» Stated exercise 1:
From the ethics opinion below, return the stretch from "Formal Ethics Opinion" through "city or area.", copied word for word.

» Given text:
>>>
82-F-31 - Vacated*

*Vacated by the Board of Professional Responsibility on September 11, 2015 due to changes in the law or rules.


Where both husband and wife are lawyers but they are not practicing in
association with one another, may they or their firms represent differing interests?

Formal Ethics Opinion 340 of the American Bar Association addressing this question is
hereby adopted as the opinion of this Committee, to-wit:

This question, in varying forms, has been presented to this
Committee with some frequency recently. Some firms
apparently have been reluctant to employ one spouselawyer
where that person's husband or wife is, or may soon
be, practicing with another firm in the same city or area.
<<<
» Data supplied:
>>>
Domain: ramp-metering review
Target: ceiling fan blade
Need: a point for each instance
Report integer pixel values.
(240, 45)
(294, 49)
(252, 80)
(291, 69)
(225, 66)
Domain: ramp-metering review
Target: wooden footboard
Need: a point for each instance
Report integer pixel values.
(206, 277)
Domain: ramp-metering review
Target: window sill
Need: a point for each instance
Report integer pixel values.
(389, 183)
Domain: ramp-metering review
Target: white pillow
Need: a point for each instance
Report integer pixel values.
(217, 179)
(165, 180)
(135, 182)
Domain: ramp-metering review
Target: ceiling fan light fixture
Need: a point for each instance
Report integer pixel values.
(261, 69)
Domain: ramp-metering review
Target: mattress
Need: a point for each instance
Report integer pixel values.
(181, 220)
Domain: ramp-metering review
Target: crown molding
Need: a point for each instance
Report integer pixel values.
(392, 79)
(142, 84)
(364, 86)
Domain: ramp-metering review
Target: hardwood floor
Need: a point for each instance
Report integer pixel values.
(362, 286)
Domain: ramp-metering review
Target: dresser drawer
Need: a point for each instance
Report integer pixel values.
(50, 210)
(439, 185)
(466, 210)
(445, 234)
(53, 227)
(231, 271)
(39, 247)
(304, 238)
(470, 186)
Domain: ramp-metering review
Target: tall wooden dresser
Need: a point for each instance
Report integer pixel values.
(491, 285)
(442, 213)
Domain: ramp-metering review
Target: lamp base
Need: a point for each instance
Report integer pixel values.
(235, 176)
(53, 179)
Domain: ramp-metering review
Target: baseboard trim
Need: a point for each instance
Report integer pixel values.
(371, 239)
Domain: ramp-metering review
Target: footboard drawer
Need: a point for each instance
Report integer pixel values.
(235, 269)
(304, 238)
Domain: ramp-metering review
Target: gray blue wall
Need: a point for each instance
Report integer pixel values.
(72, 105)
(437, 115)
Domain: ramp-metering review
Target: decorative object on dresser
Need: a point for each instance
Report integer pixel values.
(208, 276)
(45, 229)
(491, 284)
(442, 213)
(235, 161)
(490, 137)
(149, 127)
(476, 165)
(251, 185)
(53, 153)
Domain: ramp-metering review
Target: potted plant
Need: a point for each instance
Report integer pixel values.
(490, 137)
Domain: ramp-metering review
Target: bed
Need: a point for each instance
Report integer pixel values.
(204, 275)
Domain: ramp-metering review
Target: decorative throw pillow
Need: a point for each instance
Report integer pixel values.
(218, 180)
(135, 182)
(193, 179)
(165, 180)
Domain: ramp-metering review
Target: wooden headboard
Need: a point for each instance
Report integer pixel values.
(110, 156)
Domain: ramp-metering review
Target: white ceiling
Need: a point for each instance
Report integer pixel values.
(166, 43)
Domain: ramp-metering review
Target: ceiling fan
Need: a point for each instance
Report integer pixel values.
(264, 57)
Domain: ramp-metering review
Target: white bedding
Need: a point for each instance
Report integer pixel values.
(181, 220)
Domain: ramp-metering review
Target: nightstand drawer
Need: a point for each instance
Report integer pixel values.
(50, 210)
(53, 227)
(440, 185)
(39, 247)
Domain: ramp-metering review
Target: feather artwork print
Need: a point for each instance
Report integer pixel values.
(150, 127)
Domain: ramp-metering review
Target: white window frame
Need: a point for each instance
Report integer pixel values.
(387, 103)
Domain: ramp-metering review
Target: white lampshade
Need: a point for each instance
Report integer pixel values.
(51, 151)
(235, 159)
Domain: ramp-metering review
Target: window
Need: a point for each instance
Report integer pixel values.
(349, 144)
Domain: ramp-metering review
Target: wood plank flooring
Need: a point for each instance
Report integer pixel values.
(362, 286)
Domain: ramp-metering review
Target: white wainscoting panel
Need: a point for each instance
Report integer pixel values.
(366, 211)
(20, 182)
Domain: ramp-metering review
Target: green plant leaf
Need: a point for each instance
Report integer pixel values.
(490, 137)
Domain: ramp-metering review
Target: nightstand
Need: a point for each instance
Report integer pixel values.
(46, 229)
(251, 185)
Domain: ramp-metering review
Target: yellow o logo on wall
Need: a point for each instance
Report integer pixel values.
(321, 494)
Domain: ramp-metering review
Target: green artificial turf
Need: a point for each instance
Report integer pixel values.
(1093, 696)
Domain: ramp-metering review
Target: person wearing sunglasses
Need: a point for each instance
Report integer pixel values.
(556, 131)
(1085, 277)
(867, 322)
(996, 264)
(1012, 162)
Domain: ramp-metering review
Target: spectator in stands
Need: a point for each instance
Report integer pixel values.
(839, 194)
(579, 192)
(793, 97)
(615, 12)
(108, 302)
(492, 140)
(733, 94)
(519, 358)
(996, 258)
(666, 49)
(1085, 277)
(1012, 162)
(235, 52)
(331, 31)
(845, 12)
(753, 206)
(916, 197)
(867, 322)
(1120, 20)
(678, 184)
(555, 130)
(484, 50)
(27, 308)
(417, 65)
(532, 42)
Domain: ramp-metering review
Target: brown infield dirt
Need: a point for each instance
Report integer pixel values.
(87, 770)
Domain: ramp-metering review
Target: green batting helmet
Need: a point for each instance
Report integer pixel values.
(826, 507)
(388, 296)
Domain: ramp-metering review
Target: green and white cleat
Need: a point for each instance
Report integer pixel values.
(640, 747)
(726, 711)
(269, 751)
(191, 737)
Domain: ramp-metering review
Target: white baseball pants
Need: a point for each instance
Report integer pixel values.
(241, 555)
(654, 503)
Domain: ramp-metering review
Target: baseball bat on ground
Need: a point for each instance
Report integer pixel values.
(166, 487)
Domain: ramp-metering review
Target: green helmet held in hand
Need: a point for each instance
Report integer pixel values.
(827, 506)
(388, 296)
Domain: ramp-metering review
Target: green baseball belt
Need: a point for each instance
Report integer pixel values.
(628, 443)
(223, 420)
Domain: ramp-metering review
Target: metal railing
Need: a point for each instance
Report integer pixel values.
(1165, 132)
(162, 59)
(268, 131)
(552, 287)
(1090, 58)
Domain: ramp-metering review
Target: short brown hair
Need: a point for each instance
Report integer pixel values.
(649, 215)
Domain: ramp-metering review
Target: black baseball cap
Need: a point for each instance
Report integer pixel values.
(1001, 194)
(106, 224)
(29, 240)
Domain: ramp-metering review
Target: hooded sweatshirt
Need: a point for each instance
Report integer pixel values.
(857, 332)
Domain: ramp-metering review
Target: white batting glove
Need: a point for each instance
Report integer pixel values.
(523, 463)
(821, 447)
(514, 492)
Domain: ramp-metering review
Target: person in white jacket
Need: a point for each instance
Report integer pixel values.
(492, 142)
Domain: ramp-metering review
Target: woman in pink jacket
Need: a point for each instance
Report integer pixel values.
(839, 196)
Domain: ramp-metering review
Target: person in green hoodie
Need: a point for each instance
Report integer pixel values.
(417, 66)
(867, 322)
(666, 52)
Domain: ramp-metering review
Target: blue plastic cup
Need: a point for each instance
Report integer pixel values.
<<<
» Stated exercise 2:
List every line in the entries above that contains the string "white", matching case exactly.

» Result 1:
Formal Ethics Opinion 340 of the American Bar Association addressing this question is
hereby adopted as the opinion of this Committee, to-wit:

This question, in varying forms, has been presented to this
Committee with some frequency recently. Some firms
apparently have been reluctant to employ one spouselawyer
where that person's husband or wife is, or may soon
be, practicing with another firm in the same city or area.

» Result 2:
Target: white pillow
Target: white ceiling
Target: white bedding
Target: white window frame
Target: white lampshade
Target: white wainscoting panel
Target: green and white cleat
Target: white baseball pants
Target: white batting glove
Target: person in white jacket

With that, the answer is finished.